(TEXT PASSAGE Opens)

After being tried for months in a small room at Los Angeles Superior
Court, with no cameras allowed, the case was moved for its denouement to
the court’s largest space, and the verdict was televised live. Mrs.
Jackson, who attended the trial almost every day, left the courtroom
quickly after the verdict was read, without making any statement.
For five months, two contrasting portraits of Jackson competed in the
courtroom. In one, the singer of “Thriller” and “Billie Jean” was the
victim of a compromised doctor and a callous, greedy promoter. The other
version of Jackson was one of a drug abuser in an inevitable tailspin
who cannily shopped for compliant doctors and deceived nearly everyone
around him.
Over more than 80 days of testimony, each side in the case used evidence of Jackson’s demise against the other.
Jurors were shown photographs of Jackson’s naked corpse on an autopsy
table, and witnesses described the star as chronically missing
rehearsals and sometimes appearing dazed and emaciated. A paramedic who
came to Jackson’s rented home in Los Angeles after a 911 call the
morning he died said that Jackson had been so pale and thin that he
assumed the star was a hospice patient “at the end of a long disease
process.”
Lawyers for Jackson’s mother argued that A.E.G. Live was responsible for
Dr. Murray and portrayed the company as ruthlessly driven by profit. In
embarrassing e-mails shown repeatedly during the trial, A.E.G. Live
executives mocked Jackson as “the freak” and appeared to play down a
flurry of health concerns raised by concert staff members in the weeks
before he died.
Alif Sankey, a choreographer on the London shows, testified that one day
shortly before Jackson died, he said he was talking to God. Worried
about his frail physical and mental condition, she said, she called
Kenny Ortega, the director, and begged him to intervene.
“I kept saying that ‘Michael is dying, he’s dying, he’s leaving us, he
needs to be put in a hospital,’ ” Ms. Sankey said. “ ‘Please do
something. Please, please.’ ”
On the stand, Mrs. Jackson said tearfully that A.E.G. Live had “watched him waste away.”
Mrs. Jackson’s suit centered on whether her son or A.E.G. Live was
responsible for hiring and supervising Dr. Murray, who was convicted of
involuntary manslaughter two years ago and is serving a prison sentence.
A.E.G. Live portrayed Jackson as a superstar version of a classic drug
abuser who went to any lengths necessary for drugs to alleviate his
chronic pain and help him sleep. The company “never would have agreed to
finance this tour if it knew Michael Jackson was playing Russian
roulette every night in his bedroom,” Mr. Putnam said in his closing
statement.

(TEXT PASSAGE Closes)
(DATA RECORDS Opens)

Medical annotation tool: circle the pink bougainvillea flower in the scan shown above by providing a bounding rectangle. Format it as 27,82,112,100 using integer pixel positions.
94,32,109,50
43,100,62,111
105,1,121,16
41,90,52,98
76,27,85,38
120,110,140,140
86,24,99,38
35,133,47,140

(DATA RECORDS Closes)

* _TASKS TO CARRY OUT_
a) Change the article on the Jackson trial starting at "Over more than" and ending at "before he died.", putting "practice sessions" in place of "rehearsals".
b) Write a continuation of the article on the Jackson trial, picking up after its final sentence.
None of the rows are needed here.

* _RESPONSES IN ORDER_
a)
Over more than 80 days of testimony, each side in the case used evidence of Jackson’s demise against the other.
Jurors were shown photographs of Jackson’s naked corpse on an autopsy
table, and witnesses described the star as chronically missing
practice sessions and sometimes appearing dazed and emaciated. A paramedic who
came to Jackson’s rented home in Los Angeles after a 911 call the
morning he died said that Jackson had been so pale and thin that he
assumed the star was a hospice patient “at the end of a long disease
process.”
Lawyers for Jackson’s mother argued that A.E.G. Live was responsible for
Dr. Murray and portrayed the company as ruthlessly driven by profit. In
embarrassing e-mails shown repeatedly during the trial, A.E.G. Live
executives mocked Jackson as “the freak” and appeared to play down a
flurry of health concerns raised by concert staff members in the weeks
before he died.

b)
To portray Jackson’s downfall as one of his own making, the company
called doctors and nurses who said that the singer had asked them for
propofol; when they refused to comply, and told Jackson that the drug
was dangerous, they were often immediately shut out of Jackson’s inner
circle as he sought the drug through other means, they said.
Aside from Jackson’s physical condition and medical history, much of the
testimony centered on financial details of his career, to determine
damages. Even the driest contractual details revealed in court, however,
showed how exceptional Jackson had been in the music business. While
major tours often include physical trainers or masseurs to attend to a
star, A.E.G. Live executives testified that they had never seen a deal
like Jackson’s, which involved a personal doctor to attend him at all
times.
Lawyers for the Jacksons pointed to A.E.G. Live’s negotiations with Dr.
Murray as evidence that the company effectively had hired the doctor,
for $150,000 a month. A.E.G. Live countered that Jackson had hired Dr.
Murray and that any payments would have been advances against Jackson’s
earnings for the tour. (The company never paid him.)
Complicating the question of who hired the doctor, drafts of a contract
were signed by Dr. Murray but not by other parties, including Mr.
Jackson. A paragraph of the contract stipulated that the deal would not
take effect without Jackson’s signature, but Brian J. Panish, a lawyer
for Mrs. Jackson, argued that the document only reinforced an earlier
oral contract between Dr. Murray and A.E.G. Live.